| Material shown |
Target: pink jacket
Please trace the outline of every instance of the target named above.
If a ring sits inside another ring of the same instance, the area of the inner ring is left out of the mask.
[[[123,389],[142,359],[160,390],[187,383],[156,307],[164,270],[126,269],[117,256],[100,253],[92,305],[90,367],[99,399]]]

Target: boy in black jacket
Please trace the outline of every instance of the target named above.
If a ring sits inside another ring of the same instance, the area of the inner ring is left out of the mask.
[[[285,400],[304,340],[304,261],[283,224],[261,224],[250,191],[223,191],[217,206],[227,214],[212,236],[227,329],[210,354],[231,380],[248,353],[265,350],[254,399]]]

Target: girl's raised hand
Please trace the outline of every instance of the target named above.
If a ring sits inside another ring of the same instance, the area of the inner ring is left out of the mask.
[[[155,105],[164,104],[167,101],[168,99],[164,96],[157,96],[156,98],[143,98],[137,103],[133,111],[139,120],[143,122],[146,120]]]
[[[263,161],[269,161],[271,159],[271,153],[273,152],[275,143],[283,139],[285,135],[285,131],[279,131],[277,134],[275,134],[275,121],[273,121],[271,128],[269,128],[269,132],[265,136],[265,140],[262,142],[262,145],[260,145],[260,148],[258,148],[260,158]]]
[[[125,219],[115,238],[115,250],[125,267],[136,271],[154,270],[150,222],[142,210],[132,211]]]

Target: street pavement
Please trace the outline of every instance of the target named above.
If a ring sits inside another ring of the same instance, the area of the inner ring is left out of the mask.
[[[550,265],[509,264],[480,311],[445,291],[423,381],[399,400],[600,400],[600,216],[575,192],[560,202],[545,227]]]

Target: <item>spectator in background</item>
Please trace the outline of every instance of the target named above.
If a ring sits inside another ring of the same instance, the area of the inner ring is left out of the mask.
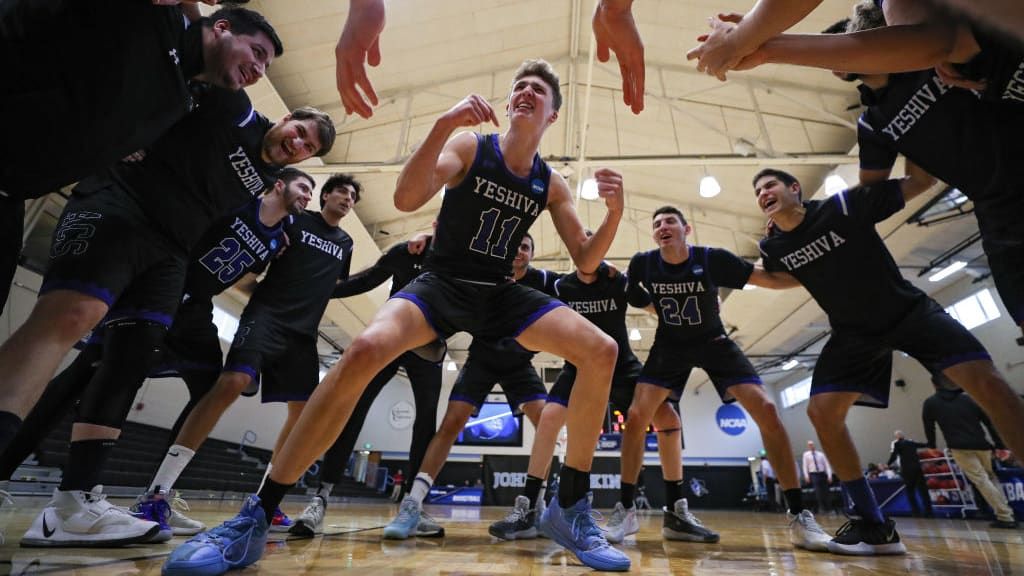
[[[832,465],[828,463],[825,453],[814,447],[814,441],[807,441],[807,451],[804,452],[804,484],[814,487],[814,495],[817,500],[817,508],[814,513],[831,512],[832,496],[828,491],[828,485],[832,481]]]
[[[921,472],[921,460],[917,457],[917,449],[924,448],[927,444],[914,442],[906,437],[902,430],[893,432],[896,439],[892,443],[889,454],[888,465],[899,461],[900,476],[903,477],[903,485],[907,489],[907,500],[910,502],[910,509],[915,517],[921,516],[922,503],[924,515],[932,515],[932,501],[928,496],[928,485],[924,480],[924,473]],[[920,503],[918,502],[920,500]]]
[[[921,414],[928,446],[935,448],[935,424],[938,424],[953,459],[995,511],[996,519],[991,526],[1016,528],[1013,510],[992,471],[992,449],[1004,450],[1002,439],[974,400],[955,388],[948,378],[941,373],[933,374],[932,385],[935,394],[924,401]],[[982,426],[988,430],[991,442],[985,437]]]
[[[391,478],[394,483],[394,488],[391,489],[391,501],[398,502],[402,499],[402,485],[405,484],[405,476],[402,474],[402,469],[399,468],[398,472]]]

| What the task requires |
Do not include the images; transcribe the rest of the listing exactly.

| Exercise output |
Target: pink jacket
Please trace the outline of every instance of the target named above.
If a ring sits inside another ring of the same instance, the area of the inner ring is left out of the mask.
[[[123,389],[142,359],[160,390],[187,383],[156,307],[164,270],[126,269],[117,256],[100,253],[92,305],[90,367],[99,399]]]

Target: boy in black jacket
Please trace the outline of every instance of the target named above.
If a ring sits inside another ring of the same instance, the area of the inner ring is left out of the mask.
[[[285,400],[304,340],[304,261],[283,224],[261,224],[250,191],[223,191],[217,206],[227,214],[212,236],[227,329],[210,354],[231,380],[248,353],[265,350],[254,399]]]

Target: girl's raised hand
Please trace the outline of every instance of the target named above.
If a ring sits inside another ring of the same instance, the area of the inner ring is left out of the mask.
[[[155,105],[164,104],[167,101],[168,99],[164,96],[157,96],[156,98],[143,98],[137,103],[133,111],[139,120],[143,122],[146,120]]]
[[[263,161],[269,161],[271,159],[271,153],[273,152],[275,143],[283,139],[285,135],[285,131],[279,131],[277,134],[275,134],[275,121],[273,121],[271,128],[269,128],[269,132],[265,136],[265,140],[262,142],[262,145],[260,145],[260,148],[258,148],[260,158]]]
[[[125,219],[115,238],[115,250],[125,267],[136,271],[154,270],[150,222],[142,210],[132,211]]]

Target: street pavement
Please trace the outline of every instance of the target named above.
If a ring sits inside another ring of the same instance, the area of the inner ring is left out of the mask.
[[[550,265],[509,264],[480,311],[445,291],[423,381],[399,400],[600,400],[600,216],[575,192],[560,202],[545,227]]]

Target: <item>spectator in background</item>
Please trace the outline of every instance of the target named above.
If a ring sits inside another ring of the same instance, the area of the inner ring is left out of the mask.
[[[832,465],[828,463],[825,453],[814,447],[814,441],[807,441],[807,451],[804,452],[804,484],[814,487],[814,495],[817,500],[817,508],[814,513],[831,512],[832,496],[828,491],[828,485],[832,481]]]
[[[921,472],[921,460],[917,457],[917,449],[924,448],[927,444],[914,442],[906,437],[902,430],[893,432],[896,439],[892,443],[889,454],[888,465],[899,461],[900,476],[903,477],[903,485],[907,489],[907,500],[910,502],[910,509],[915,517],[921,516],[922,503],[924,515],[932,515],[932,501],[928,496],[928,485],[924,480],[924,473]],[[920,503],[918,502],[920,500]]]
[[[921,414],[928,446],[935,448],[935,424],[938,424],[953,459],[995,511],[996,519],[991,526],[1016,528],[1013,510],[992,471],[992,449],[1004,450],[1002,439],[974,400],[955,388],[948,378],[941,373],[933,374],[932,385],[935,394],[924,401]],[[982,426],[988,430],[991,442],[985,437]]]
[[[391,478],[394,483],[394,488],[391,489],[391,501],[398,502],[402,499],[402,485],[405,484],[405,476],[402,474],[402,469],[399,468],[398,472]]]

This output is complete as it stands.